Given instruction 1: In the article about AI-driven cyber-attacks on law firms, render this sentence in Spanish: "You are absolutely a target because a law firm carries all their clients' data."
Given instruction 2: Pick up the article about AI-driven cyber-attacks on law firms after its final sentence and write the next part.

Extracted text:
......

Artificial intelligence is amplifying the efficiency of cyber-attacks on law firm emails, with security specialists warning that attackers are now using the same AI tools as legitimate organisations to target the profession.
Brendan Felstead, Director of Sales and Partner at Essential Tech, and Shaun Capps, Check Point Software MSP Partner Manager, addressed the AI issue at ALPMA’s Incident Response, Cyber Security – New threats & Proactive Measures event at Law Society House, Brisbane, on Thursday.
Mr Felstead said the profession’s focus on AI innovation had partially overshadowed a more uncomfortable truth that the hackers were evolving just as fast, with the number of AI-generated phishing attacks increasing 14 times in December 2025.
“Everyone’s talking about AI, but cybersecurity is still there,” he said. “And you’re actually finding that the AI criminals, the hackers behind this, are using AI to get better.
“But it’s really important to note, they’re not just sitting there making one for one email, they are going and getting their AI agents to do thousands and thousands of attempts at this.
“So then it’s really upping the effectiveness of them and the volume. So they’re not just doing 10 a day now, they’re doing hundreds if not thousands a day to try every business.
“No matter what size, if it’s got an account, they’re going try it. So it’s not a mentality of, ‘I’m not a target’. You are absolutely a target because a law firm carries all their clients’ data.”
Mr Felstead warned that the days of spotting phishing emails by poor grammar or suspicious formatting were over, and that collaborative suites and platforms were also being used or replicated.

......

Information shown:
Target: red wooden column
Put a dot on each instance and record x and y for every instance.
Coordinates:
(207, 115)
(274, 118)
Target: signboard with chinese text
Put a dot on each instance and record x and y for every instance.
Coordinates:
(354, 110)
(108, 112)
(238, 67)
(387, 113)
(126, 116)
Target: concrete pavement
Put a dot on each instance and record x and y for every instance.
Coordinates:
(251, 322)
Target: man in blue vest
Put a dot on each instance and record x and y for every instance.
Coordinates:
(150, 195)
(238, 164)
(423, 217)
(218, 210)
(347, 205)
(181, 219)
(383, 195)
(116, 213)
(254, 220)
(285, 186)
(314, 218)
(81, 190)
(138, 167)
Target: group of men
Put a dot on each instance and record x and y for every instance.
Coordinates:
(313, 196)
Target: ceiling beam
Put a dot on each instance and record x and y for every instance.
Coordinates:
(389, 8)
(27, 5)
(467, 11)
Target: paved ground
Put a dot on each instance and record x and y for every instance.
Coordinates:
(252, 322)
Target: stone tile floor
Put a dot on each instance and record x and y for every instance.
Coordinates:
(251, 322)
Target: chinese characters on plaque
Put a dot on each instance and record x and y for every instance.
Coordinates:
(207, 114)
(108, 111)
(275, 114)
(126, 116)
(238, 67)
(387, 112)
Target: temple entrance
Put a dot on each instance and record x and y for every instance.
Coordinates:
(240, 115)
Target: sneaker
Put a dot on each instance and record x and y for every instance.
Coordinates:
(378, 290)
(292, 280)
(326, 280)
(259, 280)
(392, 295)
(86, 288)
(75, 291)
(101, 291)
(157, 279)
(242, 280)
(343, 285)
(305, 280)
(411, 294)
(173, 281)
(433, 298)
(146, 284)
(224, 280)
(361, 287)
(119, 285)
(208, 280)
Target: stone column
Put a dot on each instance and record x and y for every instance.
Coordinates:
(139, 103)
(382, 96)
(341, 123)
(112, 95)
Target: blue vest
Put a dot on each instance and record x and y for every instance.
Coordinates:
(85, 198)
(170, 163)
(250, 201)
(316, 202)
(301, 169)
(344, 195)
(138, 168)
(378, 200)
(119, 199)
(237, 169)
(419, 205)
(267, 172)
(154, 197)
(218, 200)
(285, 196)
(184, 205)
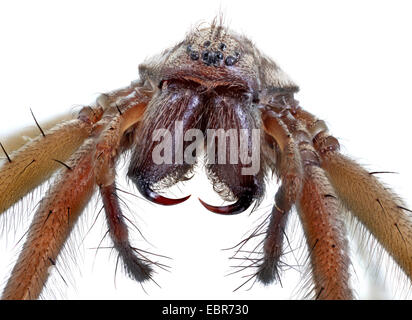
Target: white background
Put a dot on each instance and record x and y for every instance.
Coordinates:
(352, 60)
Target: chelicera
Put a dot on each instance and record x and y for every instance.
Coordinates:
(214, 80)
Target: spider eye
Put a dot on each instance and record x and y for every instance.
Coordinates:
(194, 55)
(230, 61)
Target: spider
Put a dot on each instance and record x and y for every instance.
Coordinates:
(214, 81)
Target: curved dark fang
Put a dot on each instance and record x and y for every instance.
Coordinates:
(238, 207)
(149, 194)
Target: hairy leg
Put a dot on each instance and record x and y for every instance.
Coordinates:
(376, 207)
(134, 265)
(319, 211)
(91, 165)
(51, 226)
(35, 162)
(290, 173)
(380, 210)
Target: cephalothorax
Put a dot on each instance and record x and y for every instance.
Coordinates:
(215, 80)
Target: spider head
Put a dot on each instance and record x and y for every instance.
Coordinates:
(212, 57)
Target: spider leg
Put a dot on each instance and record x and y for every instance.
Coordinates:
(322, 221)
(134, 265)
(291, 173)
(379, 209)
(90, 165)
(51, 225)
(34, 163)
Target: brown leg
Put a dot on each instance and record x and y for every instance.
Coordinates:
(134, 265)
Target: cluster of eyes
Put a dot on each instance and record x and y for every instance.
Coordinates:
(210, 57)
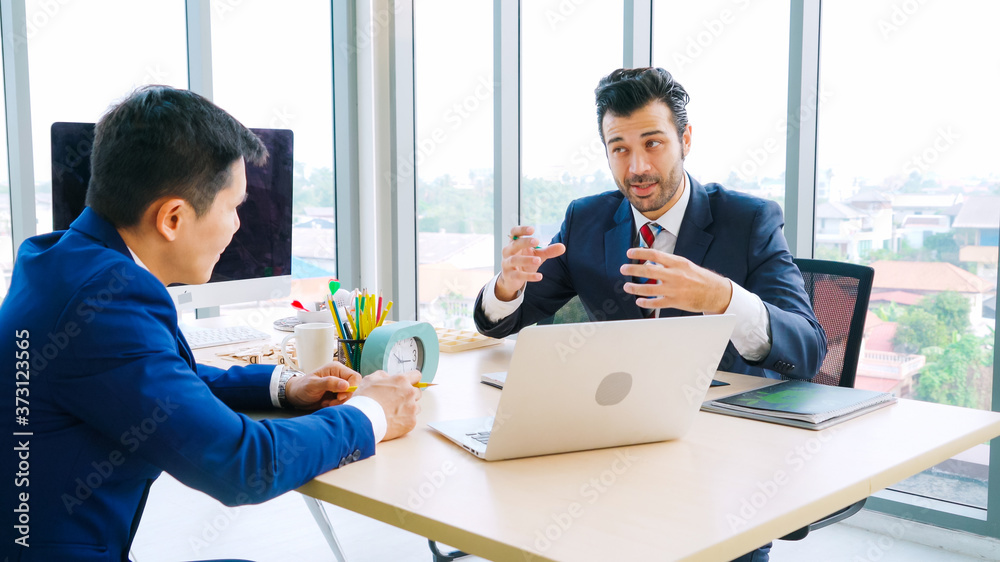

......

Written answer 1: Usted es, sin duda, un objetivo, porque un bufete de abogados guarda todos los datos de sus clientes.

Written answer 2:
“As Shaun will say, the emails don’t even look like fake … you’re not looking for spelling anymore. They actually are something that you might fall for. I almost did last week so they are getting really good at this stuff.
“AI’s not just about the tools, but the criminals are using it the same ways. They’re working out what worked, then taking that and trying it again at the next place.”
He told attendees that cyber risk had become a board‑level responsibility, with regulators expecting rapid and transparent responses to breaches.
“This is really about board level, the partners, you guys, you’re the leadership, you’re going to be held responsible if there’s a breach, the government is watching, the regulators are watching,” Mr Felstead said.
“The OAIC (Office of the Australian Information Commissioner) now have timelines on how you respond.
“So the important thing that hopefully we can take away from here today is that what happens with a breach, it’s how you respond. It’s how you respond is going to be super important going forward. And that’s what the regulator’s looking for. It’s having that plan, being able to deliver it, and communicating.”

Another emerging risk he highlighted was Shadow AI – employees using unapproved AI tools on personal devices.
“People in your organisation … they’ve got tools they leave on their phone. If they’re not allowed to use them on their computer, they’re doing it on their phone. So you’ve got to protect and stop that data getting leaked.”
He then handed over to Mr Capps, who opened with a candid admission about the state of the threat landscape.
“The purpose of why I’m here today isn’t to scare you inherently with what is happening in the cybersecurity world, but inherently the way that I have to describe it is a little bit scary,” he admitted.
Mr Capps noted that while ransomware once spelled reputational ruin, breaches today were more survivable – provided organisations followed proper protocols.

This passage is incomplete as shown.